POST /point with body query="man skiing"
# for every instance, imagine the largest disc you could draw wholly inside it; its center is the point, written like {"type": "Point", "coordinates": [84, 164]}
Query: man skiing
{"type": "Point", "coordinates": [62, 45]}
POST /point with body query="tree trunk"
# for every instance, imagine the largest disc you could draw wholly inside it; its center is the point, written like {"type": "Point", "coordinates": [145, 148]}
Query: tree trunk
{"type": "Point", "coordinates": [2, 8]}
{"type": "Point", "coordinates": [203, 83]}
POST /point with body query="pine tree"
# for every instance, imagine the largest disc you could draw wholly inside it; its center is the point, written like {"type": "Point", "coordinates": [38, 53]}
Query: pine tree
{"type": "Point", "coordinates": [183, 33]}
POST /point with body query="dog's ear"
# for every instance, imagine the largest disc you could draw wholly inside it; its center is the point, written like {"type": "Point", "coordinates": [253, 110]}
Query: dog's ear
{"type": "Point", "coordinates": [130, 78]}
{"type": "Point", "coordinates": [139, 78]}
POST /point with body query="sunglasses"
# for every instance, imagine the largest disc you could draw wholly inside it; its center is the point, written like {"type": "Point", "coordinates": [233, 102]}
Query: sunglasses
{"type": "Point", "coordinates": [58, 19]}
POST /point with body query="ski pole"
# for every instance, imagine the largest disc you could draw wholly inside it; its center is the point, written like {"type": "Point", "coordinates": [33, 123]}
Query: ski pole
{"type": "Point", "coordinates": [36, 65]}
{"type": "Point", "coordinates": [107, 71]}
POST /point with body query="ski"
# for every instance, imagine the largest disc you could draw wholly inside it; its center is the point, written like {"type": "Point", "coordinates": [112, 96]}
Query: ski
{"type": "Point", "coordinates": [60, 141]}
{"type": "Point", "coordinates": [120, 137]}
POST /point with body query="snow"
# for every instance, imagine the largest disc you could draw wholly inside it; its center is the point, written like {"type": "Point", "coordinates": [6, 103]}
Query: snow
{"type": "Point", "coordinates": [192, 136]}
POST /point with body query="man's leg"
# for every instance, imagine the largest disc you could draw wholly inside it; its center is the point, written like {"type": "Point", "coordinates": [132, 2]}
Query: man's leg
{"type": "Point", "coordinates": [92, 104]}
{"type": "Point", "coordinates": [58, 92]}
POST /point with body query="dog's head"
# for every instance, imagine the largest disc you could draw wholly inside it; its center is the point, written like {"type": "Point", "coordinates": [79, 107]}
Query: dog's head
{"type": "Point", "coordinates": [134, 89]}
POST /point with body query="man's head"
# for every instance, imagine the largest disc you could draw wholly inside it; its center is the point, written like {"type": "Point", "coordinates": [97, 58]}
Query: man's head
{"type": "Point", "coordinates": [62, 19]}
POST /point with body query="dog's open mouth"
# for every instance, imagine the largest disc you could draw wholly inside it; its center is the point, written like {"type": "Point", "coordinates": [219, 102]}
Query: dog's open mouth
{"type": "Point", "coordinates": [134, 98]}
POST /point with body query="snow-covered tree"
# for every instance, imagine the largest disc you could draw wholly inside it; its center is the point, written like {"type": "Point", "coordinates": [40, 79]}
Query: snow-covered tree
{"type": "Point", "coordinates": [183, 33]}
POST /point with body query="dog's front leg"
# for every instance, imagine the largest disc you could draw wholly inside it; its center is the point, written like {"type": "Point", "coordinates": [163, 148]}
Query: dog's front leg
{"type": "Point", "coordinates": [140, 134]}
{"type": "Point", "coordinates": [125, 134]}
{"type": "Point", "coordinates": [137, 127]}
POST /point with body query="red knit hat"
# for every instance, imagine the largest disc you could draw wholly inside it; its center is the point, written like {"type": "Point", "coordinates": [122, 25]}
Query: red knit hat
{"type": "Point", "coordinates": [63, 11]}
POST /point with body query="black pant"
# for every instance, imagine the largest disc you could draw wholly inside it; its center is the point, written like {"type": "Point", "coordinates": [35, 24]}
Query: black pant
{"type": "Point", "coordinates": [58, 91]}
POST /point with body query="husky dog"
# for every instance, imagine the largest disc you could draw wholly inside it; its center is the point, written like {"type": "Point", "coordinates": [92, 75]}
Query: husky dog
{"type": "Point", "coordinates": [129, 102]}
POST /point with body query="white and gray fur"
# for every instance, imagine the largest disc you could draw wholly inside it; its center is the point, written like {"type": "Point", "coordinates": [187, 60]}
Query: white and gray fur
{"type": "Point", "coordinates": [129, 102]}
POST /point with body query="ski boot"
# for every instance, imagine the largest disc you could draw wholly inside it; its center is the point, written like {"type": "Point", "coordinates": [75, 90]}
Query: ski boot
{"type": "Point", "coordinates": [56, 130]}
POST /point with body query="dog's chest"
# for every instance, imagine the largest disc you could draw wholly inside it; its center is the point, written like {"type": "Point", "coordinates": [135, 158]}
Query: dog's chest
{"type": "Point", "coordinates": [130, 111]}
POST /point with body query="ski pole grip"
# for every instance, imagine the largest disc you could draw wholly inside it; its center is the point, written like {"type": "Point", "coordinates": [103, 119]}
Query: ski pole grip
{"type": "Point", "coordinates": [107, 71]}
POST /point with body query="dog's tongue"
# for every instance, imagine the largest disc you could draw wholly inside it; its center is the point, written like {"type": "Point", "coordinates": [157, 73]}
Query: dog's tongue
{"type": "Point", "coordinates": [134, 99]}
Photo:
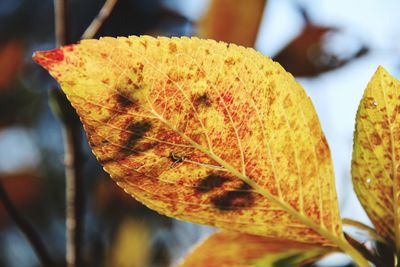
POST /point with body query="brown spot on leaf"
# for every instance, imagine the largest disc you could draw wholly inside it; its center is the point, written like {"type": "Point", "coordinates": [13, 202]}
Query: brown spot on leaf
{"type": "Point", "coordinates": [376, 139]}
{"type": "Point", "coordinates": [137, 131]}
{"type": "Point", "coordinates": [211, 182]}
{"type": "Point", "coordinates": [172, 47]}
{"type": "Point", "coordinates": [202, 100]}
{"type": "Point", "coordinates": [124, 101]}
{"type": "Point", "coordinates": [230, 61]}
{"type": "Point", "coordinates": [242, 198]}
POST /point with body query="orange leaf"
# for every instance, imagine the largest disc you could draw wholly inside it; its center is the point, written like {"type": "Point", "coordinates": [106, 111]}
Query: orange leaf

Task item – Search the material for the word "orange" and copy every matching line.

Reply to the task –
POST /point with body query="orange leaf"
Query: orange leaf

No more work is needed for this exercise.